(GOAL OF THE EXERCISE): Reproduce each record verbatim, images excluded.

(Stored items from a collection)

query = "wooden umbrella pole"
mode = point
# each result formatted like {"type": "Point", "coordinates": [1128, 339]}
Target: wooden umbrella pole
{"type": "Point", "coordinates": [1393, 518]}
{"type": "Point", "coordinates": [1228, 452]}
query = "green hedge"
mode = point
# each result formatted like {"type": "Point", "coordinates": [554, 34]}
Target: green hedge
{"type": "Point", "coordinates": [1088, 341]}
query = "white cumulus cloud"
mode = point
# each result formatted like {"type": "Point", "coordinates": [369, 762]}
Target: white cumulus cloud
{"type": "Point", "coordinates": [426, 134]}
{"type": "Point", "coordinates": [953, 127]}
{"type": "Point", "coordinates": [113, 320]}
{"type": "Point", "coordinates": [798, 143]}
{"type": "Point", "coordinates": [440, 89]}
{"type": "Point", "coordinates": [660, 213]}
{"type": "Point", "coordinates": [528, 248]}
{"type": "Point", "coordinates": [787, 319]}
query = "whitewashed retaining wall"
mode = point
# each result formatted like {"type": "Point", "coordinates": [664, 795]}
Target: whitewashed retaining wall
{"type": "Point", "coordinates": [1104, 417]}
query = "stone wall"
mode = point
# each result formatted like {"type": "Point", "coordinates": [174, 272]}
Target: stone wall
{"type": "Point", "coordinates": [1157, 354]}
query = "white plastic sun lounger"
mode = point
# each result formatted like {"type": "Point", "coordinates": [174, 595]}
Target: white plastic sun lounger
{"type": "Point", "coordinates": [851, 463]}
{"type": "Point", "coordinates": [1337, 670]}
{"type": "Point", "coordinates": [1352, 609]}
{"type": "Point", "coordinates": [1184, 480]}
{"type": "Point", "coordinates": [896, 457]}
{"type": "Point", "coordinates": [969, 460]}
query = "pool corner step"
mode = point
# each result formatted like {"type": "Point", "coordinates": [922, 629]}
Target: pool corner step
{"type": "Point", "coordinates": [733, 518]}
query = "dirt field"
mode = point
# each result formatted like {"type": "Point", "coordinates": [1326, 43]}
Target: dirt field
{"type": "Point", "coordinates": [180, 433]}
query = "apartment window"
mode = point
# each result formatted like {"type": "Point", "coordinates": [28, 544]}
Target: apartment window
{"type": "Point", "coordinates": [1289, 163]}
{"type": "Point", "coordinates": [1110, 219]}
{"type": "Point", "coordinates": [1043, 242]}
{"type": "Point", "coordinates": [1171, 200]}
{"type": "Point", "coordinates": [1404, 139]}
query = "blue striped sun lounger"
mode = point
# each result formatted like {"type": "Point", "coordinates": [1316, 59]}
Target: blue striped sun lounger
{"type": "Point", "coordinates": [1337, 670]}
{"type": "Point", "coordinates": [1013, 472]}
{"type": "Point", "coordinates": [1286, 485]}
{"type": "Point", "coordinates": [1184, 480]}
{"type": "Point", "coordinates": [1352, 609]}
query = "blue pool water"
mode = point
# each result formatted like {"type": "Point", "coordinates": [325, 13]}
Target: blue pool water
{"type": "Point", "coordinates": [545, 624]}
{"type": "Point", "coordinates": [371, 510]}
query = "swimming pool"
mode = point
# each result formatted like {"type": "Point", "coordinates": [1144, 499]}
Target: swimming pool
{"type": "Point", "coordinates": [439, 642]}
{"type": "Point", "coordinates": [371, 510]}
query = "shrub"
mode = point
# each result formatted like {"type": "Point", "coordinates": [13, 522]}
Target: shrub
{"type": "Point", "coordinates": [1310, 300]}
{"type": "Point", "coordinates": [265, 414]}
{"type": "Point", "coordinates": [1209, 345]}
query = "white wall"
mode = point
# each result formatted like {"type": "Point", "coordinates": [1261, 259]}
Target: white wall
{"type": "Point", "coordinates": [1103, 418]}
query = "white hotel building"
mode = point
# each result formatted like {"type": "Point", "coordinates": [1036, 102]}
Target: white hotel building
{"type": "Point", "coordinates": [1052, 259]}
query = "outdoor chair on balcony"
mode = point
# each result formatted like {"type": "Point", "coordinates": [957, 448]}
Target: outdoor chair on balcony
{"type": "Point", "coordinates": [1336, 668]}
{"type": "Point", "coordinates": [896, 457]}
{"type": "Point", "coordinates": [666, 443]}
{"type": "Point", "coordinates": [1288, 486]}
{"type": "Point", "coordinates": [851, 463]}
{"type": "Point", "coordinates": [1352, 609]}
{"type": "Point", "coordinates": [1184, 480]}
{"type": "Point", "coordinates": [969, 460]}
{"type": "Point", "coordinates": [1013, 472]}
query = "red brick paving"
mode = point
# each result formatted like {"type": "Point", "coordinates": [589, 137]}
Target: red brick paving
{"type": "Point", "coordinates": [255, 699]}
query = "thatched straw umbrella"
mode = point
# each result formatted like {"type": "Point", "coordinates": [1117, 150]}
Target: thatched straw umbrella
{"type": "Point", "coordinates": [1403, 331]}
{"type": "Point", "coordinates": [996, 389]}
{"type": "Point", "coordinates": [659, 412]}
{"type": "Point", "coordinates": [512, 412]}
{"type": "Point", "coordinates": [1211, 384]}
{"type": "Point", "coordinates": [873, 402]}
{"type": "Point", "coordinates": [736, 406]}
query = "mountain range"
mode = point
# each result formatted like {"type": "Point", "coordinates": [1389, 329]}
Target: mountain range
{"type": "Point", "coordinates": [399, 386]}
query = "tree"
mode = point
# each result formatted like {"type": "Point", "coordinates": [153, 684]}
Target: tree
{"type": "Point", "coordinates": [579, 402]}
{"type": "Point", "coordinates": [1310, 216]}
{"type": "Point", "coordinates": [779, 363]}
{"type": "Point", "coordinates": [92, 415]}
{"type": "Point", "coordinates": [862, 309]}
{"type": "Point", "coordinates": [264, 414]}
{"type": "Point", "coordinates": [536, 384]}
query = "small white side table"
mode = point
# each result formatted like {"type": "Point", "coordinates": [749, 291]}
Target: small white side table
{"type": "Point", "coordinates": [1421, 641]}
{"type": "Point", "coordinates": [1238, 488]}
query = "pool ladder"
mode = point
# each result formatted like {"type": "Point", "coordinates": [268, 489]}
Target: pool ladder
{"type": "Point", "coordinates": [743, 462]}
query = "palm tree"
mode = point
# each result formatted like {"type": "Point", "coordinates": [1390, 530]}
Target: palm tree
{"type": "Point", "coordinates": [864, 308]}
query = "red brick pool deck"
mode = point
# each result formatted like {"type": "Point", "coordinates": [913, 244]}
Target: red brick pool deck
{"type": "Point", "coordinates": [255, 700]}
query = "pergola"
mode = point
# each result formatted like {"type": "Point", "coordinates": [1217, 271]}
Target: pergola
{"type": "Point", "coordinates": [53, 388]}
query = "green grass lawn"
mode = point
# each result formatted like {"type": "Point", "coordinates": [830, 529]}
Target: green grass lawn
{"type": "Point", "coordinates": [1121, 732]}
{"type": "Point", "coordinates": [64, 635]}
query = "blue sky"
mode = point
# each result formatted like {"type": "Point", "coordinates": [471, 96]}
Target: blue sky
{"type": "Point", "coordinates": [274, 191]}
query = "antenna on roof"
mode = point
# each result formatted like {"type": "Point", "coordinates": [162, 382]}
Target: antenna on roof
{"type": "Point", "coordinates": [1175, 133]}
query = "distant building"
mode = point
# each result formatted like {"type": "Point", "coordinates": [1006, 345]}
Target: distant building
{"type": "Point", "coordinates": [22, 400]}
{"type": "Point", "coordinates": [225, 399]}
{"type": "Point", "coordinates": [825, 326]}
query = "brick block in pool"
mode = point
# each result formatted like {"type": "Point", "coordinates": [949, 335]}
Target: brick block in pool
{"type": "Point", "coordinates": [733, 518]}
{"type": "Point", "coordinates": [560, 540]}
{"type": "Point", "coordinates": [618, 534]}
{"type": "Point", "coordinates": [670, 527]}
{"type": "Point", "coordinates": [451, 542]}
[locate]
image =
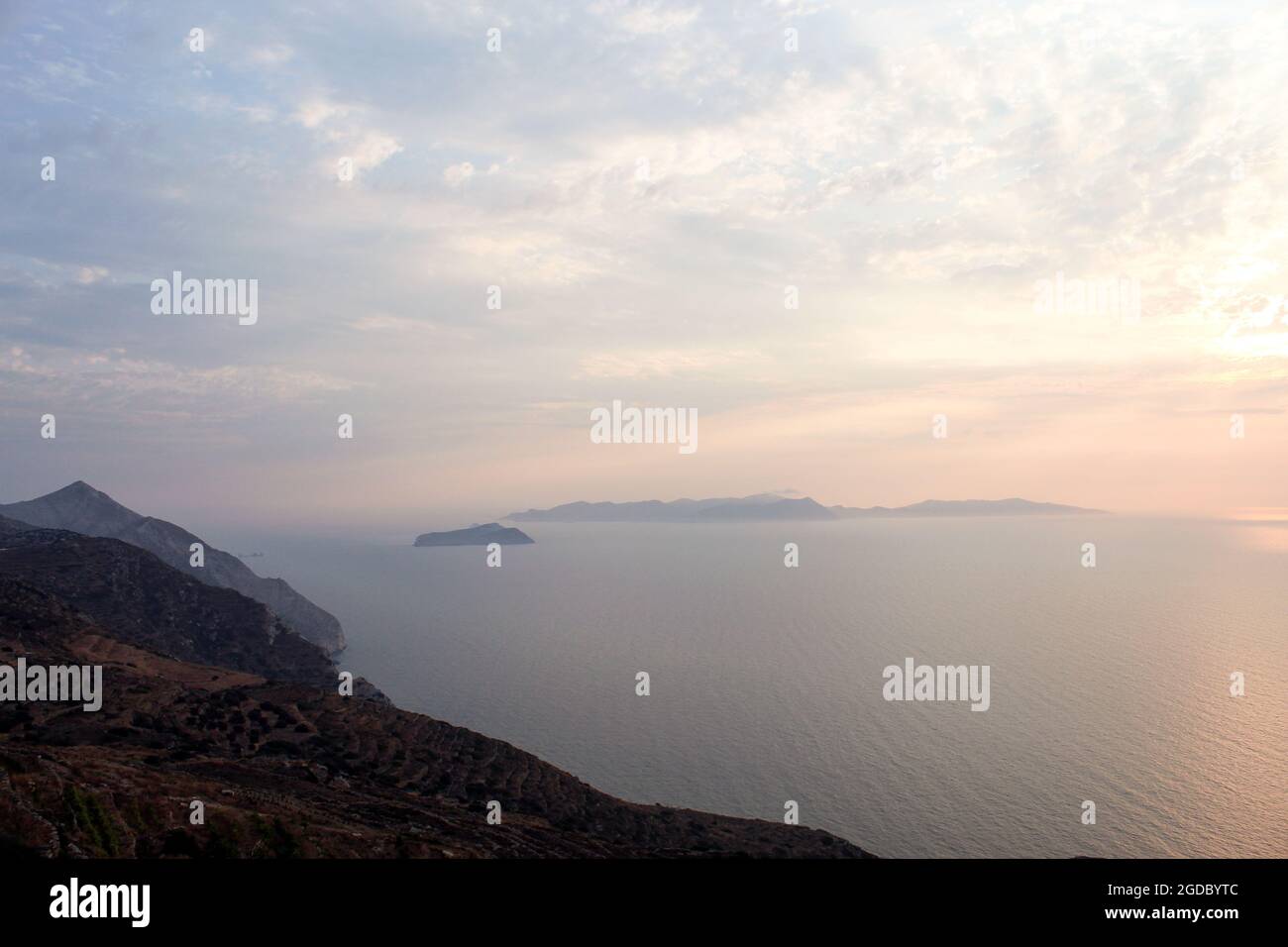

(EXPECTED ANSWER):
query = "wooden umbrella pole"
mode = point
# each result formatted like {"type": "Point", "coordinates": [1128, 339]}
Target: wooden umbrella pole
{"type": "Point", "coordinates": [1393, 518]}
{"type": "Point", "coordinates": [1228, 452]}
query = "green hedge"
mode = point
# each result formatted like {"type": "Point", "coordinates": [554, 34]}
Target: green hedge
{"type": "Point", "coordinates": [1088, 341]}
query = "white cumulus cloud"
mode = point
# each result formatted like {"type": "Point", "coordinates": [369, 762]}
Target: white cumulus cloud
{"type": "Point", "coordinates": [426, 134]}
{"type": "Point", "coordinates": [953, 127]}
{"type": "Point", "coordinates": [113, 320]}
{"type": "Point", "coordinates": [798, 143]}
{"type": "Point", "coordinates": [440, 89]}
{"type": "Point", "coordinates": [660, 213]}
{"type": "Point", "coordinates": [528, 248]}
{"type": "Point", "coordinates": [787, 319]}
query = "whitewashed retaining wall"
mode = point
# each result formatted like {"type": "Point", "coordinates": [664, 795]}
Target: whitewashed retaining wall
{"type": "Point", "coordinates": [1104, 417]}
query = "stone wall"
mode = point
# each result formatted like {"type": "Point", "coordinates": [174, 272]}
Target: stone wall
{"type": "Point", "coordinates": [1157, 354]}
query = "white plastic sun lounger"
mode = point
# each result formatted like {"type": "Point", "coordinates": [174, 595]}
Target: white plastic sun lounger
{"type": "Point", "coordinates": [851, 463]}
{"type": "Point", "coordinates": [1337, 670]}
{"type": "Point", "coordinates": [1352, 609]}
{"type": "Point", "coordinates": [1184, 480]}
{"type": "Point", "coordinates": [896, 457]}
{"type": "Point", "coordinates": [969, 460]}
query = "pool corner step"
mode = point
# each result formatted like {"type": "Point", "coordinates": [922, 629]}
Target: pool corner step
{"type": "Point", "coordinates": [733, 518]}
query = "dirt field"
mode = point
# each result formatted like {"type": "Point", "coordinates": [1326, 43]}
Target: dirt field
{"type": "Point", "coordinates": [180, 433]}
query = "apartment window"
mode = point
# each result formatted like {"type": "Point", "coordinates": [28, 544]}
Target: apartment window
{"type": "Point", "coordinates": [1289, 163]}
{"type": "Point", "coordinates": [1110, 219]}
{"type": "Point", "coordinates": [1043, 242]}
{"type": "Point", "coordinates": [1171, 200]}
{"type": "Point", "coordinates": [1404, 139]}
query = "blue striped sun lounger"
mode = point
# each result formatted like {"type": "Point", "coordinates": [1316, 59]}
Target: blue striped sun lounger
{"type": "Point", "coordinates": [1337, 670]}
{"type": "Point", "coordinates": [1013, 472]}
{"type": "Point", "coordinates": [1286, 485]}
{"type": "Point", "coordinates": [1184, 480]}
{"type": "Point", "coordinates": [1352, 609]}
query = "blue pool water"
mode = point
# each result formatted like {"type": "Point", "coordinates": [325, 13]}
Target: blue pool water
{"type": "Point", "coordinates": [545, 624]}
{"type": "Point", "coordinates": [371, 510]}
query = "swimming pool"
mode = point
# each result formatted like {"type": "Point", "coordinates": [1144, 499]}
Target: swimming pool
{"type": "Point", "coordinates": [439, 642]}
{"type": "Point", "coordinates": [371, 510]}
query = "shrub"
mode = point
# each result formatted like {"type": "Point", "coordinates": [13, 522]}
Target: shrub
{"type": "Point", "coordinates": [1310, 300]}
{"type": "Point", "coordinates": [265, 414]}
{"type": "Point", "coordinates": [1209, 345]}
query = "white wall"
mode = point
# each result formatted like {"type": "Point", "coordinates": [1261, 259]}
Target: white wall
{"type": "Point", "coordinates": [1103, 418]}
query = "white hotel building"
mode = point
# each result formatted like {"type": "Point", "coordinates": [1036, 102]}
Target: white hotel building
{"type": "Point", "coordinates": [1052, 259]}
query = "outdoor chair on balcony"
mode = point
# each result formatted like {"type": "Point", "coordinates": [957, 448]}
Target: outdoor chair on balcony
{"type": "Point", "coordinates": [1336, 668]}
{"type": "Point", "coordinates": [896, 457]}
{"type": "Point", "coordinates": [666, 443]}
{"type": "Point", "coordinates": [1288, 486]}
{"type": "Point", "coordinates": [851, 463]}
{"type": "Point", "coordinates": [1352, 609]}
{"type": "Point", "coordinates": [1184, 480]}
{"type": "Point", "coordinates": [969, 460]}
{"type": "Point", "coordinates": [1013, 472]}
query = "red brick paving"
mode = point
# each result formatted like {"type": "Point", "coordinates": [589, 137]}
Target: red brick paving
{"type": "Point", "coordinates": [255, 699]}
query = "thatched straw umbrella"
mode = point
# each result formatted like {"type": "Point", "coordinates": [1117, 150]}
Target: thatched straw umbrella
{"type": "Point", "coordinates": [1403, 331]}
{"type": "Point", "coordinates": [996, 389]}
{"type": "Point", "coordinates": [659, 412]}
{"type": "Point", "coordinates": [512, 412]}
{"type": "Point", "coordinates": [1211, 384]}
{"type": "Point", "coordinates": [873, 402]}
{"type": "Point", "coordinates": [736, 406]}
query = "mountain range"
mode = point
# each result formatted like {"type": "Point", "coordinates": [1389, 329]}
Target: mountain range
{"type": "Point", "coordinates": [399, 386]}
query = "tree"
mode = point
# each result formatted like {"type": "Point", "coordinates": [153, 684]}
Target: tree
{"type": "Point", "coordinates": [579, 402]}
{"type": "Point", "coordinates": [1310, 216]}
{"type": "Point", "coordinates": [779, 363]}
{"type": "Point", "coordinates": [92, 415]}
{"type": "Point", "coordinates": [862, 309]}
{"type": "Point", "coordinates": [264, 414]}
{"type": "Point", "coordinates": [536, 384]}
query = "small white side table"
mode = point
# each result formatted like {"type": "Point", "coordinates": [749, 291]}
Target: small white side table
{"type": "Point", "coordinates": [1421, 641]}
{"type": "Point", "coordinates": [1238, 488]}
query = "pool ladder"
mode = point
# each result formatted like {"type": "Point", "coordinates": [268, 489]}
Target: pool ladder
{"type": "Point", "coordinates": [743, 462]}
query = "palm tree"
mode = point
# each result formatted like {"type": "Point", "coordinates": [1390, 530]}
Target: palm tree
{"type": "Point", "coordinates": [864, 308]}
query = "red brick pool deck"
mode = point
# each result formatted like {"type": "Point", "coordinates": [913, 244]}
Target: red brick pool deck
{"type": "Point", "coordinates": [255, 700]}
query = "pergola"
mode = point
# each result formatted like {"type": "Point", "coordinates": [1217, 271]}
Target: pergola
{"type": "Point", "coordinates": [53, 388]}
query = "green grass lawn"
mode = point
# each result formatted like {"type": "Point", "coordinates": [830, 529]}
Target: green grass lawn
{"type": "Point", "coordinates": [1121, 732]}
{"type": "Point", "coordinates": [64, 635]}
query = "blue sky"
mode = point
# each result formatted like {"type": "Point", "coordinates": [471, 96]}
Target: blue sky
{"type": "Point", "coordinates": [274, 191]}
query = "antenna on roof"
mode = point
# each result formatted like {"type": "Point", "coordinates": [162, 382]}
Target: antenna on roof
{"type": "Point", "coordinates": [1175, 133]}
query = "distant building"
mode = point
# each result formatted like {"type": "Point", "coordinates": [1006, 345]}
Target: distant building
{"type": "Point", "coordinates": [22, 400]}
{"type": "Point", "coordinates": [225, 399]}
{"type": "Point", "coordinates": [825, 326]}
query = "brick block in pool"
mode = point
# each result formatted like {"type": "Point", "coordinates": [949, 335]}
Target: brick block in pool
{"type": "Point", "coordinates": [733, 518]}
{"type": "Point", "coordinates": [560, 540]}
{"type": "Point", "coordinates": [618, 534]}
{"type": "Point", "coordinates": [670, 527]}
{"type": "Point", "coordinates": [451, 542]}
[locate]
image =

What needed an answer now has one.